*ACTIVITY*:
Every record must be copied exactly.

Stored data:
*** Block opens ***

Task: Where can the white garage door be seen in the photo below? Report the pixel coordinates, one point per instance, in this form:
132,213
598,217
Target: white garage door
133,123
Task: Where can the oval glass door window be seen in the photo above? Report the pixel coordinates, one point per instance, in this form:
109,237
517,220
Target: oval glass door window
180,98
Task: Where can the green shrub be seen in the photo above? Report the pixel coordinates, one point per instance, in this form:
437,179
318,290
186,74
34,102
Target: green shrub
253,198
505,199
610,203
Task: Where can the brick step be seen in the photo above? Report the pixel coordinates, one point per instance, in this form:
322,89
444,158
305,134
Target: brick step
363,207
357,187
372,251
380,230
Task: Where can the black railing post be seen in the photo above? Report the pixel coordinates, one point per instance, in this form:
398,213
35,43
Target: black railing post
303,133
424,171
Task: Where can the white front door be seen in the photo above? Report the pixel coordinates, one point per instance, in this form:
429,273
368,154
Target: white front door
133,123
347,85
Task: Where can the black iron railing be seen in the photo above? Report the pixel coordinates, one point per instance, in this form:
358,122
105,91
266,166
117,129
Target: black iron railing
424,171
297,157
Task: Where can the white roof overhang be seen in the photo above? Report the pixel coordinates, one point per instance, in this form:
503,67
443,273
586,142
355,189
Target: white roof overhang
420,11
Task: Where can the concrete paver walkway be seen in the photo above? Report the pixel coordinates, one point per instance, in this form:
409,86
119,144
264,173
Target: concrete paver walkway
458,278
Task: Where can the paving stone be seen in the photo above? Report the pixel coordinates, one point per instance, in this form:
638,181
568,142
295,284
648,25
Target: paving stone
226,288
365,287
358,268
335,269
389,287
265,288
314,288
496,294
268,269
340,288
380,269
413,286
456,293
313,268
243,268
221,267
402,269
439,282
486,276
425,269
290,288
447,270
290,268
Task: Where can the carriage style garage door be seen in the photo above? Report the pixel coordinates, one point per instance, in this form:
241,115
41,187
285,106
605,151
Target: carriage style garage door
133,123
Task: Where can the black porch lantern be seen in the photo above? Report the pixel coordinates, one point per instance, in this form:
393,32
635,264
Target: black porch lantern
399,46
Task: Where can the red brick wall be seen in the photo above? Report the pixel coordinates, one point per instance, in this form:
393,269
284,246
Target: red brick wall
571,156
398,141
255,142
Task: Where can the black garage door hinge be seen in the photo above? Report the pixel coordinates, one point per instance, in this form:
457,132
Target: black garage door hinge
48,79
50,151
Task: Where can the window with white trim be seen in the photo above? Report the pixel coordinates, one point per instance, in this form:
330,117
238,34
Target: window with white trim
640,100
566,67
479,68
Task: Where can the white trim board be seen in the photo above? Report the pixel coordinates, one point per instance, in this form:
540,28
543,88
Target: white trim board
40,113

*** Block closes ***

*REPLY TO THE TASK*:
Task: Where can the white garage door be seen in the photo below? Report the pixel coordinates, one point per instance, in this form:
132,213
598,217
Target: white garage door
133,123
Task: Where can the oval glass door window be seen in the photo above? Report the pixel coordinates, one point per instance, in this form:
109,237
517,220
Target: oval glass door window
180,98
Task: Where can the green shrub be seen in the photo above? Report the pixel coordinates, one point per instance, in this form:
437,179
318,290
186,74
34,102
Target: green shrub
253,198
505,199
610,203
Task: Where can the brick step be seen in the photo above? Report the pixel coordinates, one point per instance, in this form:
322,89
444,158
305,134
Target: brick step
363,207
357,187
372,251
380,230
Task: Where can the black railing post be seen in the photo above? Report the pixel coordinates, one point per instance, in this form:
398,213
35,43
Target: black railing post
303,133
424,171
Task: Where can the white front door be seen in the photo above? Report the pixel coordinates, one point per instance, in this form:
429,273
368,154
Target: white front door
133,123
347,85
Task: Where can the black iron railing be seen in the photo above? Report the pixel coordinates, one point per instance, in this form:
358,122
105,91
266,166
117,129
Target: black iron railing
424,171
297,157
Task: Where can the white roof overhang be seen in the photo above? Report the pixel coordinates, one point per instance, in this form:
503,67
443,273
586,142
355,189
Target: white roof overhang
420,11
Task: Where can the concrete paver walkway be seen in the photo above? Report the pixel coordinates, one point per instance, in this form:
409,86
119,144
264,173
Target: concrete paver walkway
458,278
Task: Where can the paving stone be seen in the photo above? Report the pixel coordinates, one point per instance, in this form:
638,181
568,142
295,284
648,25
Target: paving stone
226,288
365,287
358,268
335,269
389,287
265,288
314,288
496,294
268,269
340,288
380,269
413,286
456,293
313,268
243,268
221,267
402,269
439,282
486,276
425,269
290,288
447,270
290,268
Task: Where can the carriage style garage door be seen in the photo above? Report the pixel coordinates, one point per instance, in this form:
241,115
41,187
285,106
605,151
Target: carriage style garage door
133,123
Task: Where can the black porch lantern be seen in the photo above? Report the pixel coordinates, one point per instance, in this form:
393,32
635,264
Target: black porch lantern
399,46
Task: Where can the red brick wall be seen in the photo above? Report the pixel coordinates, one point per instance, in this form:
393,269
284,246
Target: red brick wall
571,156
398,141
255,142
Task: Where can the black garage door hinge be seen in the photo above? Report the pixel coordinates, one point per instance, in this form:
457,132
Target: black garage door hinge
48,79
50,151
Task: Where can the window with white trim be seen in the photo above? Report the pixel coordinates, one point per instance, in this form:
330,117
238,34
Target: window with white trim
640,100
566,67
479,68
Task: Where can the white trim board be seen in the photo above? Report the pixel coordinates, one point per instance, in this form:
540,28
543,88
Target: white trim board
40,113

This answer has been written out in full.